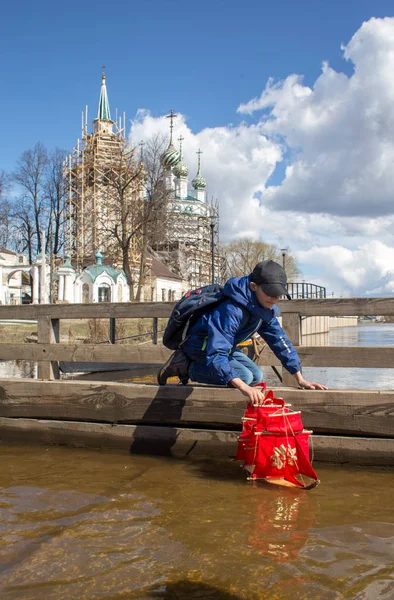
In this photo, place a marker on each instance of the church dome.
(170, 157)
(181, 169)
(199, 182)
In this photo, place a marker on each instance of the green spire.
(103, 112)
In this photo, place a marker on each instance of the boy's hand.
(308, 385)
(255, 395)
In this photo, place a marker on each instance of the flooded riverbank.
(79, 524)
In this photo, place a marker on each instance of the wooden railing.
(49, 351)
(349, 425)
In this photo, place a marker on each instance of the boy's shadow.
(194, 590)
(157, 434)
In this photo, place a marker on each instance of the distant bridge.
(306, 290)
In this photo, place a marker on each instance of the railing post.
(48, 333)
(291, 323)
(155, 322)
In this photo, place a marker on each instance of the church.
(108, 254)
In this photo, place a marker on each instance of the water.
(364, 334)
(84, 524)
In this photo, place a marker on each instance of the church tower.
(190, 242)
(105, 186)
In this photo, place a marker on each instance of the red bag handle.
(270, 399)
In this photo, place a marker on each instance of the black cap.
(271, 278)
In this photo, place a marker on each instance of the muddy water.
(82, 524)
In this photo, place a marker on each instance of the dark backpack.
(188, 309)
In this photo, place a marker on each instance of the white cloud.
(340, 133)
(335, 206)
(365, 271)
(237, 161)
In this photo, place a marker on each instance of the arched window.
(85, 293)
(104, 293)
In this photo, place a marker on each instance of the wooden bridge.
(349, 425)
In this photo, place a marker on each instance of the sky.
(292, 104)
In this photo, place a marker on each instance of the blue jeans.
(246, 369)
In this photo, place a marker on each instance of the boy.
(210, 355)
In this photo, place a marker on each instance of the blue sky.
(200, 58)
(210, 61)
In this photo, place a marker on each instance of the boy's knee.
(247, 377)
(258, 378)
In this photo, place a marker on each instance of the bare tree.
(23, 226)
(135, 206)
(30, 175)
(155, 206)
(122, 207)
(5, 209)
(243, 254)
(56, 190)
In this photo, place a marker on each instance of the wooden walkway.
(354, 426)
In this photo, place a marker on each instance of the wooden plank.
(101, 310)
(365, 413)
(119, 353)
(312, 307)
(194, 443)
(291, 323)
(311, 356)
(338, 307)
(379, 357)
(48, 334)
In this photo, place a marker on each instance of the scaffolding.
(102, 174)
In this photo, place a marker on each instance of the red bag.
(274, 445)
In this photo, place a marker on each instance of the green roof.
(188, 198)
(96, 270)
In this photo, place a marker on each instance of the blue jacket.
(216, 333)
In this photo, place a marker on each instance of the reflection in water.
(92, 525)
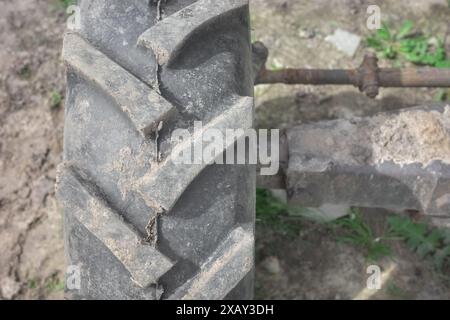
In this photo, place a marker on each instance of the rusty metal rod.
(368, 77)
(420, 77)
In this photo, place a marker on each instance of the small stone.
(305, 33)
(344, 41)
(272, 265)
(9, 288)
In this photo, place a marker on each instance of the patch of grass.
(55, 99)
(358, 233)
(273, 213)
(408, 46)
(441, 95)
(423, 240)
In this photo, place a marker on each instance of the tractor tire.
(137, 225)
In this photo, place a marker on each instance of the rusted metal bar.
(368, 77)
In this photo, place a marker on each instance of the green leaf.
(405, 29)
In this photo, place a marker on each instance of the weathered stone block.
(395, 160)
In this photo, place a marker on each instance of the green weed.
(423, 240)
(409, 46)
(358, 233)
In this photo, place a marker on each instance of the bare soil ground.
(311, 265)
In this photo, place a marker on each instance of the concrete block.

####################

◆ Challenge ◆
Transcribe all of the records above word for word, leaving out the pictures.

◆ Result for this task ◆
In this photo, place a marker on each instance of the church dome.
(170, 157)
(181, 169)
(199, 182)
In this photo, place a marker on each instance of the green spire.
(103, 112)
In this photo, place a marker on each instance of the boy's hand.
(308, 385)
(255, 395)
In this photo, place a marker on each instance of the flooded riverbank.
(79, 524)
In this photo, place a marker on each instance of the wooden railing.
(49, 351)
(349, 425)
In this photo, place a marker on each instance of the boy's shadow.
(194, 590)
(157, 434)
In this photo, place a marker on each instance of the distant bridge.
(306, 290)
In this photo, place a marker on each instance of the railing post.
(48, 333)
(291, 323)
(155, 322)
In this photo, place a marker on each instance of the church.
(108, 254)
In this photo, place a marker on each instance of the water.
(364, 334)
(84, 524)
In this photo, place a marker on each instance of the church tower.
(190, 242)
(105, 186)
In this photo, place a marker on each instance of the red bag handle.
(270, 399)
In this photo, place a marker on each instance of the black cap.
(271, 278)
In this photo, place a marker on each instance of the muddy water.
(82, 524)
In this photo, place a marker on each instance of the dark backpack.
(188, 309)
In this photo, place a marker on each instance of the white cloud.
(340, 133)
(335, 206)
(365, 271)
(237, 161)
In this photo, place a marker on each instance of the arched window.
(85, 293)
(104, 293)
In this photo, place a marker on each instance of the wooden bridge.
(349, 425)
In this photo, place a marker on each instance of the sky.
(292, 104)
In this photo, place a marker on each instance of the blue jeans.
(246, 369)
In this photo, place a marker on each instance of the boy.
(210, 355)
In this photo, place a marker on each instance of the blue sky.
(200, 58)
(210, 61)
In this photo, place a marker on each instance of the boy's knee.
(247, 377)
(258, 378)
In this photo, place a marker on each instance of the bare tree.
(23, 226)
(135, 206)
(30, 175)
(155, 206)
(122, 207)
(5, 209)
(243, 254)
(56, 190)
In this photo, place a marker on each instance of the wooden walkway.
(354, 426)
In this photo, place a marker on each instance of the wooden plank.
(101, 310)
(365, 413)
(119, 353)
(312, 307)
(194, 443)
(291, 323)
(311, 356)
(338, 307)
(379, 357)
(48, 334)
In this photo, place a marker on each instance of the scaffolding.
(102, 174)
In this photo, place a marker on each instance of the red bag.
(274, 445)
In this photo, place a marker on each instance of the green roof.
(188, 198)
(96, 270)
In this photo, place a marker on each instance of the blue jacket.
(216, 333)
In this photo, place a marker on each instance of the reflection in water.
(92, 525)
In this photo, place a marker on each instance of the rusty metal rod.
(368, 77)
(420, 77)
In this photo, place a marker on each instance of the small stone.
(305, 33)
(344, 41)
(272, 265)
(9, 288)
In this photo, place a marker on each instance of the patch of grass.
(55, 99)
(358, 233)
(273, 213)
(408, 46)
(441, 95)
(423, 240)
In this photo, place a marker on each instance of the tractor tire.
(137, 225)
In this photo, place a marker on each instance of the rusted metal bar.
(368, 77)
In this photo, place a marker on each instance of the green leaf.
(405, 29)
In this photo, place a marker on each instance of the weathered stone block.
(395, 160)
In this photo, place a marker on each instance of the green weed.
(423, 240)
(409, 46)
(358, 233)
In this photo, place a marker on each instance of the bare soil ground.
(311, 265)
In this photo, place a marker on each instance of the concrete block.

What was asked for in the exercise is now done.